Data:
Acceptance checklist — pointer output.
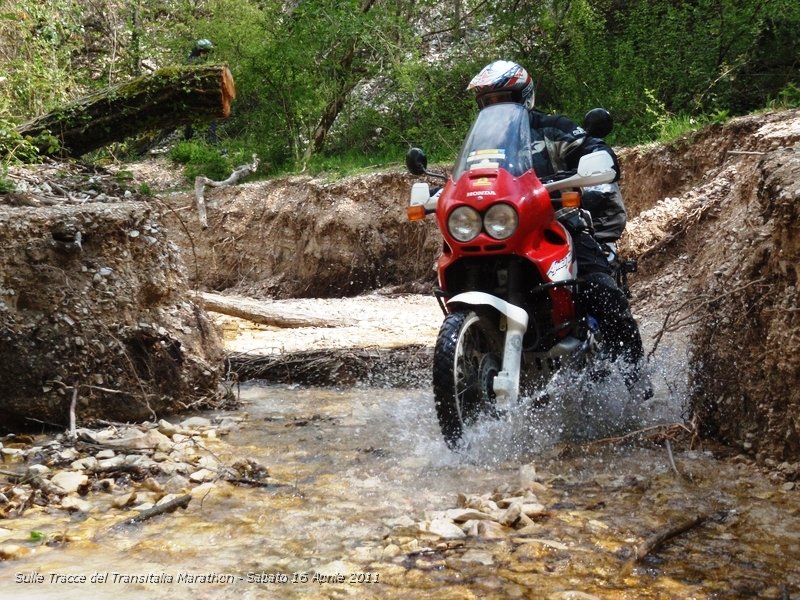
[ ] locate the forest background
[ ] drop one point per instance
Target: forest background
(333, 85)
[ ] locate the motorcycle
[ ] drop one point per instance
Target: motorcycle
(507, 276)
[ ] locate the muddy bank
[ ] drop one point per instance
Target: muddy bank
(95, 311)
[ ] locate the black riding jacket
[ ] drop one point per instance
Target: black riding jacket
(557, 145)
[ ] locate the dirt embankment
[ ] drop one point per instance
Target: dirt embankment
(715, 224)
(713, 221)
(300, 237)
(95, 312)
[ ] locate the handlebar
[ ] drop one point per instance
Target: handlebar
(557, 176)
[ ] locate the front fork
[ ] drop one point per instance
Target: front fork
(506, 382)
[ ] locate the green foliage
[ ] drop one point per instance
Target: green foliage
(201, 158)
(14, 148)
(6, 185)
(329, 86)
(788, 97)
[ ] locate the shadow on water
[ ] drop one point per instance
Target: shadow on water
(353, 470)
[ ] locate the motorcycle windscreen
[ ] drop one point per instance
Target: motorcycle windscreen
(500, 137)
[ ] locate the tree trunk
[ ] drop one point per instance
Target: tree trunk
(166, 98)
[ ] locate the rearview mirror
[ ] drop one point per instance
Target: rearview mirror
(416, 161)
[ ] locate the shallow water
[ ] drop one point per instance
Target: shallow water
(348, 465)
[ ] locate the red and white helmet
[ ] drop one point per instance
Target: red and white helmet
(502, 81)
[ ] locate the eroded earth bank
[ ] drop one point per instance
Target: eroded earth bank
(329, 461)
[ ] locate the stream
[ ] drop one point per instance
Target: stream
(354, 472)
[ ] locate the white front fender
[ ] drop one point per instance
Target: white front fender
(506, 382)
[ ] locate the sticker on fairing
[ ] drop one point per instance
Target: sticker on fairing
(488, 154)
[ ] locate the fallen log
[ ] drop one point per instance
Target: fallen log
(265, 312)
(201, 181)
(166, 98)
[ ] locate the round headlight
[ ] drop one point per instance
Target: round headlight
(464, 223)
(501, 221)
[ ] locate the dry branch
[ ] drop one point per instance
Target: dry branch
(164, 99)
(265, 312)
(201, 181)
(655, 541)
(160, 509)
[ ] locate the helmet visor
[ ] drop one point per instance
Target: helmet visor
(490, 98)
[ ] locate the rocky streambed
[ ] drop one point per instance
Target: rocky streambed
(325, 492)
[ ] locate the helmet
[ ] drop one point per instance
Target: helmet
(598, 122)
(203, 45)
(502, 81)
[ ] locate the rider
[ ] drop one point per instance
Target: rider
(557, 145)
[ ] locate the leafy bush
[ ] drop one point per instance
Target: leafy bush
(200, 158)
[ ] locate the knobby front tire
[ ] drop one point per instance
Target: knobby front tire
(467, 356)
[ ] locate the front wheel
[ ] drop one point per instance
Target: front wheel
(465, 361)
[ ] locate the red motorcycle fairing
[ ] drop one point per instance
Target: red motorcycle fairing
(539, 237)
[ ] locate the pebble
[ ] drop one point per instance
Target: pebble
(69, 481)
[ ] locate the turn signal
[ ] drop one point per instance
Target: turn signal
(415, 212)
(570, 199)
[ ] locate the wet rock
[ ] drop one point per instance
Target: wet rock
(111, 463)
(491, 530)
(69, 481)
(572, 595)
(73, 504)
(196, 423)
(87, 463)
(461, 515)
(443, 528)
(511, 514)
(135, 439)
(527, 475)
(124, 500)
(34, 471)
(391, 551)
(203, 475)
(176, 484)
(478, 556)
(13, 551)
(167, 428)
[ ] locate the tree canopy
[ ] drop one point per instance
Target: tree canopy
(319, 80)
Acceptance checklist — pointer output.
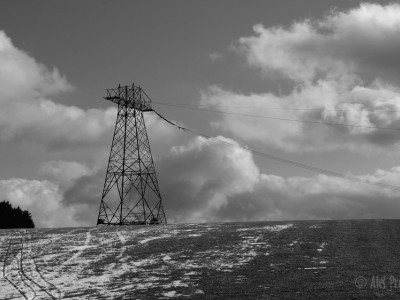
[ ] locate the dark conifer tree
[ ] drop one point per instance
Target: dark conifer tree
(14, 217)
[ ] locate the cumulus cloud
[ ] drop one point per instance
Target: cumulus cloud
(28, 116)
(213, 182)
(344, 70)
(206, 181)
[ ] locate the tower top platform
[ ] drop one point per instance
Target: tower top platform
(130, 96)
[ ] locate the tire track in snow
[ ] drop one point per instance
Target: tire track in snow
(123, 248)
(80, 248)
(30, 279)
(5, 270)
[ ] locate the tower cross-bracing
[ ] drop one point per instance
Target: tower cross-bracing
(131, 195)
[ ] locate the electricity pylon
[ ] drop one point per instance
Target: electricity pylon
(131, 195)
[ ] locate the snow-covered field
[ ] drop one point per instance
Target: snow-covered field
(243, 260)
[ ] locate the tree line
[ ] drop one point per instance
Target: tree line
(11, 217)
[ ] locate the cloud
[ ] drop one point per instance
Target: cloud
(206, 181)
(360, 41)
(216, 56)
(343, 69)
(214, 183)
(28, 116)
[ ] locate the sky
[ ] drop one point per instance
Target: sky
(314, 61)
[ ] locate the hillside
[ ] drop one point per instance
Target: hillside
(307, 259)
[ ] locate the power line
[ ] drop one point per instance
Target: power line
(281, 119)
(286, 161)
(273, 108)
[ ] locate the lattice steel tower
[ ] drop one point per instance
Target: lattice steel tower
(130, 195)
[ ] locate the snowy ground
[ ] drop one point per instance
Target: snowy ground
(231, 260)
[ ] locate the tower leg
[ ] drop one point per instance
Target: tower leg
(131, 195)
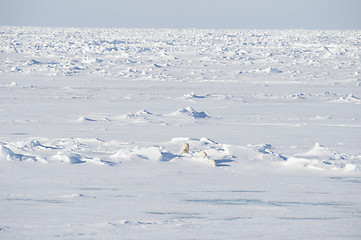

The problem: Please transcribe exactly the lines from the start of the records through the line containing "[ ] locate the green foliage", leaving the pictures out.

Response box:
Acceptance checklist — pointer output.
[ ] locate the forest background
[ ] drop one point per instance
Target: forest background
(333, 85)
[ ] locate the motorcycle
[ ] drop one point per instance
Target: motorcycle
(507, 276)
[ ] locate the muddy bank
[ ] drop one point per instance
Target: muddy bank
(95, 311)
[ ] locate the black riding jacket
[ ] drop one point per instance
Target: black riding jacket
(557, 145)
[ ] locate the dirt embankment
[ ] drop one point per instance
Target: dirt embankment
(715, 224)
(713, 221)
(300, 237)
(95, 312)
[ ] locate the handlebar
[ ] drop one point per instance
Target: handlebar
(557, 176)
[ ] locate the front fork
[ ] drop one point per instance
Target: front fork
(506, 382)
[ ] locate the green foliage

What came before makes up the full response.